=== What you will do ===
Reproduce verbatim the rows below, starting at the one containing "Could you please outline every instance of the person" and ending at the one containing "Please consult the photo above.", both included. Set down only those rows.

=== Material for this exercise ===
###
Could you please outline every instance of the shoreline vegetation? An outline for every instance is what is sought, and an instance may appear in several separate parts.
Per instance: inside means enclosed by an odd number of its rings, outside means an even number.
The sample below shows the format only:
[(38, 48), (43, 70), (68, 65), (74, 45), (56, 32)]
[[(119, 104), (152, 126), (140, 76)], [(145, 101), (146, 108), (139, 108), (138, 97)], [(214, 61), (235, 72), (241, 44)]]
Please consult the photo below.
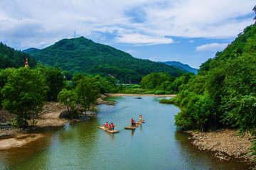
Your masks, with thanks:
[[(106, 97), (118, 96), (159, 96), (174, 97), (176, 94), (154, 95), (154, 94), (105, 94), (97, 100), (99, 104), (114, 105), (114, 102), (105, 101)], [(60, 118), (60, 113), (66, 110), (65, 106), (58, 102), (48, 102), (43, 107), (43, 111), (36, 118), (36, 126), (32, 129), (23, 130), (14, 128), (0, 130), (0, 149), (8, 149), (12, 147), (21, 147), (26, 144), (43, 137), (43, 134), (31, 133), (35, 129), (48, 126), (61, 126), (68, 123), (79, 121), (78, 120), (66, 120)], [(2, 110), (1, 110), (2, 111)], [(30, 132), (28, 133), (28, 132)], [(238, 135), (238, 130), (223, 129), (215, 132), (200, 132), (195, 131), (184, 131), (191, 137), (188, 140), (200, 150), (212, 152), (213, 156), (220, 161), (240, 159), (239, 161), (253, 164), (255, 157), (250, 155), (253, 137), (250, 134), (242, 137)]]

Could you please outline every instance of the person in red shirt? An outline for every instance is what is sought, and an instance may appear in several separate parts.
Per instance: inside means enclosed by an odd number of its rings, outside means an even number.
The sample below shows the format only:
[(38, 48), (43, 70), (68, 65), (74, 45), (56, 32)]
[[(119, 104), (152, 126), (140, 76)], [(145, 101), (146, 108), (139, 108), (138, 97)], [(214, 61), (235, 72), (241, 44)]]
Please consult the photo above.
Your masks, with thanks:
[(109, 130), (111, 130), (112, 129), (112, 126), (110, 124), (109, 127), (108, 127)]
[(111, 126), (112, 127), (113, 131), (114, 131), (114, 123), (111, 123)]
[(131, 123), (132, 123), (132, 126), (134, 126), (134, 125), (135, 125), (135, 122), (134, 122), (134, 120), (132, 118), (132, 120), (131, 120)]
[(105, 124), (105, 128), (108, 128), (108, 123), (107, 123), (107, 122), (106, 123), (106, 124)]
###
=== Output ===
Could you please outline every instance of the person in red shirt? An outline for every instance is what is sought, and an instance may appear in several separate parts.
Per instance: inside means enclosed by an odd number of its rings, outside means an even number.
The sample below shows the format only:
[(38, 48), (43, 70), (68, 65), (74, 45), (56, 32)]
[[(119, 104), (152, 126), (140, 76)], [(145, 101), (146, 108), (139, 108), (138, 97)], [(214, 61), (235, 72), (241, 44)]]
Please consult the photo above.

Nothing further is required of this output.